Provided data:

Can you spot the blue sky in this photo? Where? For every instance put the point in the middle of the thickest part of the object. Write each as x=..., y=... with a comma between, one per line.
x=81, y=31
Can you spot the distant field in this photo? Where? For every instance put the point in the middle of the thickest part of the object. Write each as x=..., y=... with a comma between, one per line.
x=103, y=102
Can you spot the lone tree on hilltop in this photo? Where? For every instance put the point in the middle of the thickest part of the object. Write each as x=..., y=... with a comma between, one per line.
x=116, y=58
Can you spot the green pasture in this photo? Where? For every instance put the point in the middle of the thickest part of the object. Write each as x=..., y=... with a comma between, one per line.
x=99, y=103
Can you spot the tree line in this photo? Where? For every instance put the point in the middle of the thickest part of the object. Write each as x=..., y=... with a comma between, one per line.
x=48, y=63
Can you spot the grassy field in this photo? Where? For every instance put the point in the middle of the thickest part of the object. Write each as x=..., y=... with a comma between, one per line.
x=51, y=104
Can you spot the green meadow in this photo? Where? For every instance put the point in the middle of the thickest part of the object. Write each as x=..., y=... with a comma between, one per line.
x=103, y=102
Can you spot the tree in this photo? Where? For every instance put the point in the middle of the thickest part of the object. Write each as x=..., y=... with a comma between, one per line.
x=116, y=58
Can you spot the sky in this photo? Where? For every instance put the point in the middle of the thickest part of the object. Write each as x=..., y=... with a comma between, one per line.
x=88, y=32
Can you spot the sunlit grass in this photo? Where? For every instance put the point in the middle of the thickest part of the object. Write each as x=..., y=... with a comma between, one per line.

What you need to do: Give back all the material, with each line exactly as it stands.

Expected answer:
Can you spot the blue sky in this photo? Where? For every instance put the point in the middle of the thickest part of the object. Write each as x=..., y=... with a comma between, one per line.
x=81, y=31
Can you spot the distant field in this photo? Where? For every instance put the point in the middle of the thickest part of the object. Write each as x=..., y=... with a comma between, one per line.
x=103, y=102
Can you spot the lone tree on hilltop in this photo? Where? For every instance put the point in the middle of the thickest part of the object. Write each as x=..., y=... with a comma between, one per line.
x=116, y=58
Can you spot the green pasture in this photo? Where? For every instance put the point in the middle of the thickest part of the object. Write each as x=..., y=... with a comma between, one per line.
x=99, y=103
Can you spot the tree line in this photo? Where? For every instance put the point in the middle of the thickest part of the object. Write each as x=..., y=... with a comma between, one per line.
x=48, y=63
Can you spot the grassy field in this photo? Where? For every instance put the point in the middle of the thickest part of the object. Write each as x=..., y=... with a comma between, one per line.
x=51, y=104
Can you spot the green meadow in this photo? Where? For every instance put the point in the middle of the thickest part of the object. Write each as x=..., y=... with a comma between, one per line.
x=103, y=102
Can you spot the tree in this photo? Where? For every instance put the point in the middle of the thickest part of the object. Write each as x=..., y=... with a comma between, one per line.
x=116, y=58
Can you spot the sky in this photo? Where? For every instance put the point in the middle of the thickest part of the object. Write each as x=..., y=... with a comma between, one per line.
x=88, y=32
Can you spot the sunlit grass in this photo? Where? For every instance put the point in the middle of the thickest part of the object. Write each as x=..., y=... with a comma between, one per line.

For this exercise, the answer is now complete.